> _Task prompt_
The answer should hold only the lines from the beginning of the material through the one with "positive clicks: (1085, 917)", reproduced exactly and without pictures.

=== Begin Enclosure ===

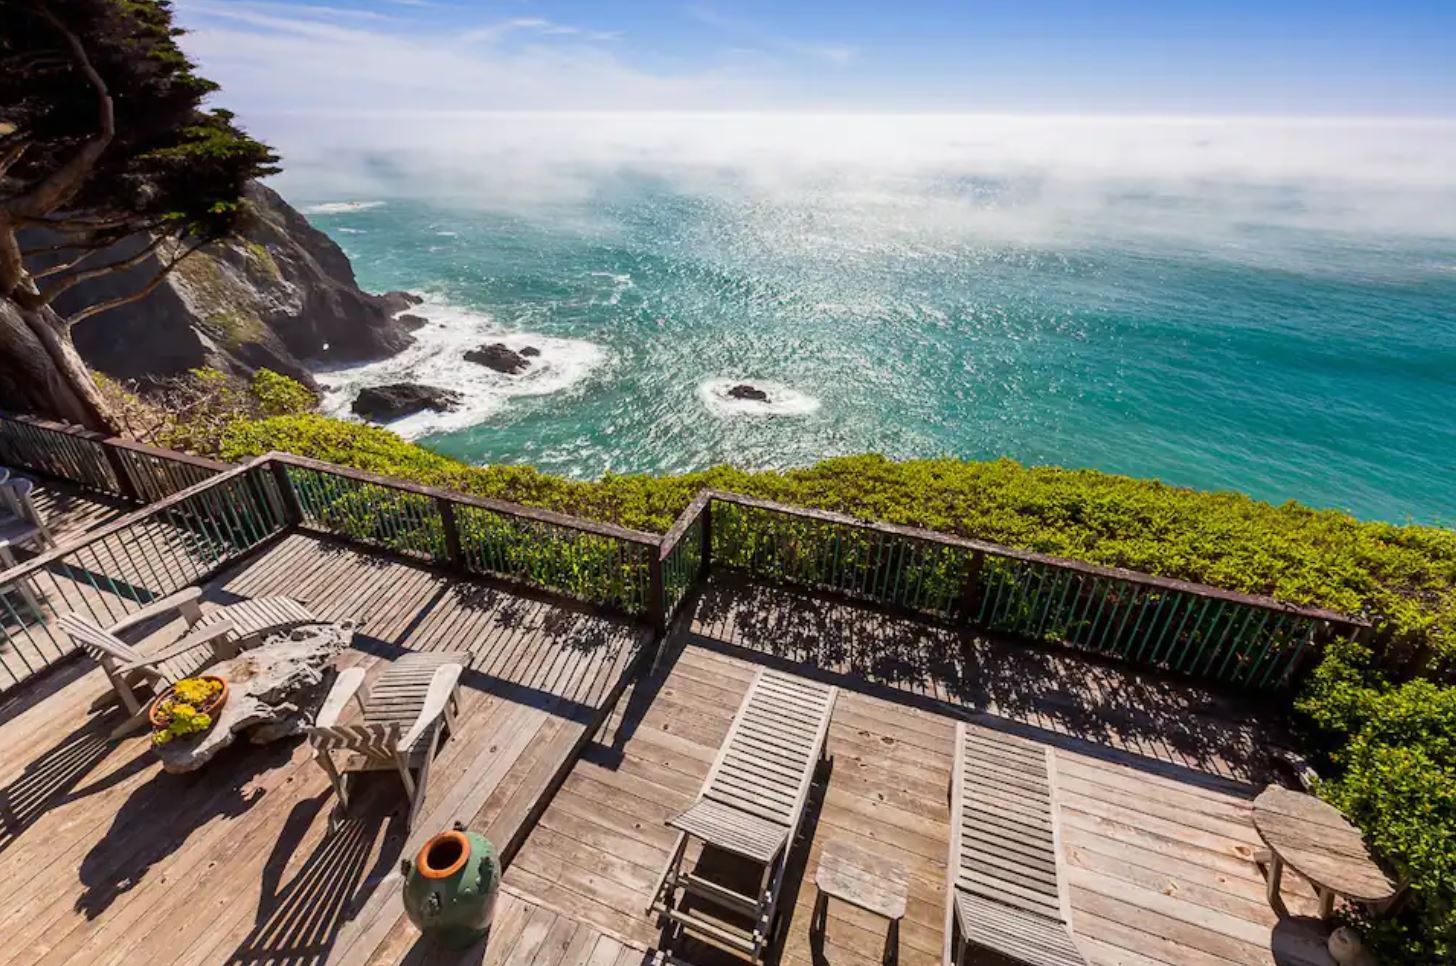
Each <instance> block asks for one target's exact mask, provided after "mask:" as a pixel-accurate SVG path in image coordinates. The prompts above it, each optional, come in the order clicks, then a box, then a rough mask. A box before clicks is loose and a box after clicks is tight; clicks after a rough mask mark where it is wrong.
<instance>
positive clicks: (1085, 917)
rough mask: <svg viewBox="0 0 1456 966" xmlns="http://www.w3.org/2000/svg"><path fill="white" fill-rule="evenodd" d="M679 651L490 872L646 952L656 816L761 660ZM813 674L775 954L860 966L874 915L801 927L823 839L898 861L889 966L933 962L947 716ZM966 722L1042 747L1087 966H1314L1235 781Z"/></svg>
mask: <svg viewBox="0 0 1456 966" xmlns="http://www.w3.org/2000/svg"><path fill="white" fill-rule="evenodd" d="M875 619H878V618H875ZM699 629H700V627H699ZM695 641H696V643H695ZM680 644H683V650H681V651H680V653H678V654H677V656H676V659H674V660H671V661H668V663H667V666H665V667H664V669H661V670H658V672H657V673H654V675H652V676H651V678H648V679H644V680H642V682H639V683H636V685H635V686H633V689H632V692H630V694H629V698H628V701H626V702H625V705H623V708H620V710H619V711H617V712H614V715H613V721H612V724H610V727H609V729H606V730H604V731H603V734H601V736H600V739H598V740H597V742H594V743H593V745H590V746H588V747H587V752H585V755H584V756H582V759H581V761H579V762H578V763H577V766H575V768H574V769H572V772H571V775H569V777H568V778H566V782H565V784H563V787H562V790H561V791H559V793H558V794H556V797H555V798H553V800H552V803H550V807H549V809H547V810H546V813H545V814H543V816H542V819H540V822H539V825H537V826H536V829H534V830H533V832H531V835H530V838H529V839H527V842H526V845H524V848H523V849H521V852H520V854H518V855H517V858H515V861H514V863H513V865H511V867H510V870H508V871H507V876H505V881H507V884H508V886H511V887H513V889H514V890H517V892H518V893H521V895H524V896H529V898H530V899H533V900H536V902H539V903H540V905H543V906H546V908H549V909H553V911H556V912H559V914H562V915H566V916H571V918H574V919H577V921H579V922H585V924H590V925H593V927H594V928H598V930H601V931H603V932H604V934H607V935H612V937H616V938H619V940H622V941H626V943H628V944H632V946H639V947H644V949H652V947H654V946H655V944H657V943H658V940H660V932H658V928H657V924H655V922H654V921H652V919H651V918H649V916H648V915H646V914H645V909H646V905H648V902H649V898H651V890H652V887H654V884H655V880H657V876H658V874H660V873H661V870H662V867H664V864H665V863H667V858H668V849H670V848H671V845H673V841H674V836H673V833H671V832H670V829H667V828H665V826H664V820H665V819H667V817H670V816H671V814H673V813H676V812H677V810H680V809H683V807H686V806H687V804H690V803H692V801H693V800H695V797H696V794H697V791H699V788H700V787H702V781H703V778H705V775H706V772H708V768H709V766H711V763H712V759H713V755H715V753H716V750H718V746H719V743H721V742H722V740H724V736H725V734H727V730H728V724H729V721H731V720H732V715H734V712H735V710H737V707H738V704H740V701H741V699H743V695H744V692H745V689H747V686H748V682H750V679H751V676H753V672H754V666H756V663H759V661H761V660H767V659H763V657H757V656H754V654H751V653H744V651H738V650H735V648H722V647H719V645H702V638H700V637H699V635H680ZM775 666H780V664H779V663H778V661H775ZM827 676H828V678H831V679H833V680H834V682H836V683H840V685H842V686H843V688H844V689H843V691H842V694H840V699H839V704H837V707H836V711H834V720H833V724H831V729H830V737H828V743H830V753H831V755H833V769H831V772H830V777H828V781H827V787H820V788H818V790H817V794H815V796H814V797H812V798H811V804H810V813H808V816H807V819H808V822H807V828H808V829H810V832H808V835H807V836H805V838H804V839H801V842H799V844H798V847H796V851H795V854H794V857H792V860H791V870H789V879H788V881H789V884H788V886H786V892H785V898H783V903H785V908H786V909H788V911H791V915H789V916H788V919H786V924H785V927H783V928H785V935H783V946H782V950H783V953H782V962H783V963H792V965H794V966H808V965H811V963H824V962H828V963H855V965H862V966H868V965H869V963H875V962H878V956H879V950H881V949H882V943H884V935H885V922H884V919H878V918H875V916H872V915H868V914H863V912H859V911H855V909H852V908H849V906H846V905H843V903H834V902H831V903H830V906H828V928H827V930H826V934H824V937H823V941H818V940H815V938H814V937H811V932H810V921H811V914H812V906H814V899H815V889H814V884H812V877H814V870H815V868H817V864H818V855H820V852H821V849H823V848H824V844H826V842H828V841H833V839H847V841H850V842H855V844H859V845H866V847H869V848H874V849H877V851H879V854H882V855H885V857H887V858H893V860H897V861H900V863H903V864H904V865H906V867H907V870H909V873H910V876H909V903H907V915H906V919H904V922H903V927H901V932H900V962H901V963H914V965H922V963H923V965H930V963H939V962H941V954H942V941H943V916H945V905H943V903H945V863H946V849H948V842H949V806H948V800H946V791H948V782H949V777H951V765H952V743H954V730H955V721H957V717H958V715H954V714H949V712H942V711H933V710H927V708H922V707H914V705H913V704H911V702H909V701H906V699H904V698H903V696H901V695H898V694H897V692H895V691H894V689H874V691H875V694H868V692H866V691H865V685H863V682H860V689H858V691H856V689H853V685H855V680H853V679H852V678H847V676H837V675H827ZM967 717H971V718H973V720H976V721H978V723H980V724H983V726H986V727H1000V729H1006V730H1010V731H1015V733H1016V734H1019V736H1022V737H1028V736H1031V737H1032V739H1034V740H1037V739H1038V737H1040V739H1041V742H1038V743H1042V742H1044V743H1047V745H1050V746H1051V747H1053V752H1054V758H1056V766H1057V774H1059V797H1057V801H1056V810H1057V817H1059V820H1060V825H1061V836H1063V844H1064V861H1066V867H1067V877H1069V883H1067V884H1069V889H1070V898H1072V916H1073V930H1075V931H1076V935H1077V938H1079V943H1080V947H1082V950H1083V953H1085V954H1086V957H1088V959H1089V962H1092V963H1096V965H1098V966H1115V965H1130V966H1147V965H1150V963H1168V965H1175V966H1229V965H1230V963H1232V965H1236V966H1268V965H1271V963H1280V965H1283V966H1287V965H1290V963H1307V965H1310V966H1328V965H1329V959H1328V956H1326V953H1325V951H1324V943H1322V934H1321V931H1319V927H1318V925H1316V924H1313V922H1310V921H1307V919H1287V921H1284V922H1280V921H1278V919H1277V916H1275V915H1274V912H1273V911H1271V909H1270V906H1268V905H1267V903H1265V900H1264V880H1262V877H1261V873H1259V870H1258V867H1257V865H1255V864H1254V858H1252V857H1254V849H1255V848H1257V847H1258V844H1259V842H1258V836H1257V833H1255V830H1254V826H1252V822H1251V800H1252V797H1254V793H1255V788H1254V787H1251V785H1248V784H1243V782H1238V781H1233V780H1229V778H1223V777H1219V775H1213V774H1208V772H1201V771H1192V769H1188V768H1184V766H1181V765H1176V763H1169V762H1165V761H1159V759H1158V758H1143V756H1134V755H1130V753H1128V752H1127V750H1125V749H1120V747H1108V746H1104V745H1101V743H1099V742H1086V740H1080V739H1070V737H1069V736H1067V734H1064V733H1060V731H1042V730H1038V729H1031V727H1028V726H1025V724H1021V723H1016V721H1012V720H1006V718H997V717H992V715H967ZM1289 890H1290V892H1289V895H1290V896H1291V898H1290V908H1291V911H1293V912H1296V914H1297V915H1312V914H1313V909H1315V900H1313V892H1312V890H1310V889H1309V887H1307V883H1303V881H1296V883H1291V884H1290V886H1289ZM677 951H678V953H680V954H683V956H684V957H686V960H687V962H692V963H696V965H697V966H711V965H713V963H719V962H724V963H727V962H732V960H729V959H727V957H724V956H722V954H718V953H713V951H711V950H708V949H706V947H703V946H702V944H686V946H683V944H680V946H678V947H677Z"/></svg>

=== End Enclosure ===

> _Result for this exercise_
Each <instance> block asks for one target's exact mask, provided after "mask:" as a pixel-accurate SVG path in image coordinates. The prompts above it, each optional, come in the order clicks, then a box, then a rough mask. A box before clicks is loose and a box after clicks is tight; clicks after a rough mask mark where it is wrong.
<instance>
positive clicks: (1085, 917)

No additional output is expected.